▶ [Problem to solve] Reproduce every item below word for word.

▶ [Entries]
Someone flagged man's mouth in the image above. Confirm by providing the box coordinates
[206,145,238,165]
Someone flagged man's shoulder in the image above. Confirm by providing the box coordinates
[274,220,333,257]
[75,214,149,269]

▶ [Full answer]
Someone flagged man's mouth in the image above. Confirm by providing the box coordinates
[206,145,238,165]
Someone flagged man's shoulder in the image above. Confirm by providing the box coordinates
[274,220,333,257]
[75,214,149,269]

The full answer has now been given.